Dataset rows
_____

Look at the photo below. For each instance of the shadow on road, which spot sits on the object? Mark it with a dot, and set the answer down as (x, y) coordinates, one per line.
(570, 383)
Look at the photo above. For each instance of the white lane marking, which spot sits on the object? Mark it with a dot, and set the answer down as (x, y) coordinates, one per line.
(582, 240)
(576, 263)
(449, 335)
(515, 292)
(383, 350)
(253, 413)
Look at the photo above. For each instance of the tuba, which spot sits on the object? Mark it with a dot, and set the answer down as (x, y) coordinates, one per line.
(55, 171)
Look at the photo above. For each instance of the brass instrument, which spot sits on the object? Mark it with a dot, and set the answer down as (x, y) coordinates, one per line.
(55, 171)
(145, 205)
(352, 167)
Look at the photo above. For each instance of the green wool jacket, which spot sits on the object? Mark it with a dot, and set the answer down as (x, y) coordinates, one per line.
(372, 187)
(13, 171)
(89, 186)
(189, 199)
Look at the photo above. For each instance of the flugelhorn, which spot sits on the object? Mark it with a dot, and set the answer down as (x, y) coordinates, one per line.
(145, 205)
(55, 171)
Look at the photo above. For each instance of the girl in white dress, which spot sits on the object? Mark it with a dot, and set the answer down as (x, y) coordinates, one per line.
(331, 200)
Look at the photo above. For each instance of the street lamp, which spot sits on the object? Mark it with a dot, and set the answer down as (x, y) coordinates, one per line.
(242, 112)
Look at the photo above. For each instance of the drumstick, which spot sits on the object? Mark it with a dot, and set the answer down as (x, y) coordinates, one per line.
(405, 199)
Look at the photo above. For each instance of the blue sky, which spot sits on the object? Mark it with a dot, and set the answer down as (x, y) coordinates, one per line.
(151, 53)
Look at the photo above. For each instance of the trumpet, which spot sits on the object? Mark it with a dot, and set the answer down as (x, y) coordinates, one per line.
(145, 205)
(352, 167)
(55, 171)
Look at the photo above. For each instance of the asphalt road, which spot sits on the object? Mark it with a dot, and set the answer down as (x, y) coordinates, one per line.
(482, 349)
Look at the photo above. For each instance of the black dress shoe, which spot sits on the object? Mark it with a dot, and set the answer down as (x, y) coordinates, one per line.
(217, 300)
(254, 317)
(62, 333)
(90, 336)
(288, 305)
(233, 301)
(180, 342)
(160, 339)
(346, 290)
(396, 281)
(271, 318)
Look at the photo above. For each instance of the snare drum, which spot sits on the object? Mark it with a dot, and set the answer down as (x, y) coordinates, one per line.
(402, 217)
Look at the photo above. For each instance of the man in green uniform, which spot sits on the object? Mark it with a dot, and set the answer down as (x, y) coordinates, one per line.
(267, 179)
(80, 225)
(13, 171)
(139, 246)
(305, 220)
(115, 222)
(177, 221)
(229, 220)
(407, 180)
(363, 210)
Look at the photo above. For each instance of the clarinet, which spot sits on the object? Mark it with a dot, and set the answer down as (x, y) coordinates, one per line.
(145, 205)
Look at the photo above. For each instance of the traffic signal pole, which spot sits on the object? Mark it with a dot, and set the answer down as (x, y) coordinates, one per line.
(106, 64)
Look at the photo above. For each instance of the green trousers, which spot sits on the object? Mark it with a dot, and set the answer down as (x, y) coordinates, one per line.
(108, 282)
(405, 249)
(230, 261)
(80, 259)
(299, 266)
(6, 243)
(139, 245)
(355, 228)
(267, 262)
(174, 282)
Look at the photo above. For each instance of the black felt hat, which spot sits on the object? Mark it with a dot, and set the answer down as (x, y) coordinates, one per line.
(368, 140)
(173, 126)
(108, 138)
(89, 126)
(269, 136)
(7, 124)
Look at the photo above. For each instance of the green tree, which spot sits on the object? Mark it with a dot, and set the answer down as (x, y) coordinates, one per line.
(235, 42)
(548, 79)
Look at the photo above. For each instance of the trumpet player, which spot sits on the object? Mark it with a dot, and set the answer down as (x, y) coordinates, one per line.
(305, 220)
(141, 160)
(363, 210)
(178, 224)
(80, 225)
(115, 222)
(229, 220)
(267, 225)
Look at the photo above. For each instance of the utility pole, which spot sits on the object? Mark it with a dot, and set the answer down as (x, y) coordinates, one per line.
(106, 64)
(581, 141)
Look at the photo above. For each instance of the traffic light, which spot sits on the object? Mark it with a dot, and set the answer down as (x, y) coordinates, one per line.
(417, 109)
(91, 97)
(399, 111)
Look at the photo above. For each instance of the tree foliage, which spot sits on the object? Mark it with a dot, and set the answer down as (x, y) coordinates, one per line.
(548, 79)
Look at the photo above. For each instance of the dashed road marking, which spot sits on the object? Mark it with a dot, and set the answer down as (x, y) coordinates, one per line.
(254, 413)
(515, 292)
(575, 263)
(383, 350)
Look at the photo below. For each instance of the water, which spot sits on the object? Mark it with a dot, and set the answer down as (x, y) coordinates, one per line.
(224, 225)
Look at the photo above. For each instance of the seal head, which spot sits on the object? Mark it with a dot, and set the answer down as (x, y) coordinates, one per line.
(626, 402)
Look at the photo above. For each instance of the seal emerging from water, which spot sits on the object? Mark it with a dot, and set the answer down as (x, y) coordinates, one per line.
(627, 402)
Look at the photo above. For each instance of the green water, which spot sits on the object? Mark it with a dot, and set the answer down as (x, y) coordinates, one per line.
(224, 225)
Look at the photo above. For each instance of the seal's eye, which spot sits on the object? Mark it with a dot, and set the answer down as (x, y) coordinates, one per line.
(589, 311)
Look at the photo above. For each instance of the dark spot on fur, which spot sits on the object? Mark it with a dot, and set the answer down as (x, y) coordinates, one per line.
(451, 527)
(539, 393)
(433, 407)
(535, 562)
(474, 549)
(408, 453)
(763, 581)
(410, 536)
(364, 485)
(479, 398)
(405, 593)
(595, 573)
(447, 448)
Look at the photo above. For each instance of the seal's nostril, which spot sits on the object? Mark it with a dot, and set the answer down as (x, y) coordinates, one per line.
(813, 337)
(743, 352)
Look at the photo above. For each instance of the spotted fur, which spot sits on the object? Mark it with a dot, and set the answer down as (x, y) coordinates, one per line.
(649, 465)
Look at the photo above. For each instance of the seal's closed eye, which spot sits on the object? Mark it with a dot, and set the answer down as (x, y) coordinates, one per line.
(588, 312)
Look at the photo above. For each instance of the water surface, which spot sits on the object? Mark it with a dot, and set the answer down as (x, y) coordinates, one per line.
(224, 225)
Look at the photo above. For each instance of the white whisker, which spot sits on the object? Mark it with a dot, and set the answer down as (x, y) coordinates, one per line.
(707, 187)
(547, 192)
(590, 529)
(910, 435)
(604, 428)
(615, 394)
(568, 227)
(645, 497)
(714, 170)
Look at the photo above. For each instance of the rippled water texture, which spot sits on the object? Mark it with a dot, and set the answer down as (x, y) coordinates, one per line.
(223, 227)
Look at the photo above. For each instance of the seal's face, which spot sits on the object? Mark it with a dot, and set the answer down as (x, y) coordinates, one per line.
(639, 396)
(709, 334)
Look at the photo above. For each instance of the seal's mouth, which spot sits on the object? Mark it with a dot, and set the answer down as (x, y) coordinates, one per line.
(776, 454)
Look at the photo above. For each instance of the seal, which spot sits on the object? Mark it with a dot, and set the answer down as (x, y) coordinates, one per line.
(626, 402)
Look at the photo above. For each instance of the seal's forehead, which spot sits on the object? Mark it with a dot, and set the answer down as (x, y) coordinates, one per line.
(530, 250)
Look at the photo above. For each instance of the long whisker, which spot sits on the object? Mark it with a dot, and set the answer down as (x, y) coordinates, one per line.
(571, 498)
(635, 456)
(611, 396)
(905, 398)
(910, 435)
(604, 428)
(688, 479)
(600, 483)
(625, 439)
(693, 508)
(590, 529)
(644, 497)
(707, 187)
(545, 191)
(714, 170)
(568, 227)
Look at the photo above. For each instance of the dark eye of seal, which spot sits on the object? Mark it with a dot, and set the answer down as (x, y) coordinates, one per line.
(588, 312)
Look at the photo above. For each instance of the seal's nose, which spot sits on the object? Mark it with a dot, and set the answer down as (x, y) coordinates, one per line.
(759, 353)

_____

• Problem statement:
Beginning at the line that contains "the seal, which", retype each line of the listing up to and including the last one, exactly as it stands, and nothing else.

• Reply to the exercise:
Look at the photo above. For each instance of the seal, which spot sits on the object? Mark it with a dot, and set the answer down as (x, y) coordinates, one per line.
(626, 402)
Look at the photo above. For each instance of the seal's forehead, which spot sits on the object? Mark it with a dot, and set the answer down as (x, y) coordinates, one per line.
(530, 250)
Look at the photo above. For each instance of the long whisker, which spot sits on the object? Mark it with a dot, and set the answer down as (x, y) coordinates, one per line.
(571, 498)
(635, 456)
(611, 396)
(905, 398)
(910, 435)
(604, 428)
(688, 479)
(600, 483)
(625, 439)
(693, 508)
(590, 529)
(644, 497)
(707, 187)
(545, 191)
(714, 170)
(568, 227)
Look at the photo above. For each instance of the dark eye of seal, which spot sits on the object? Mark it with a dot, and set the answer down as (x, y) coordinates, one per line.
(588, 312)
Look at the photo above. For each instance of the seal's nose, which spot sits on the object? Mark it with a dot, and set the answer down as (x, y) coordinates, one per line.
(759, 353)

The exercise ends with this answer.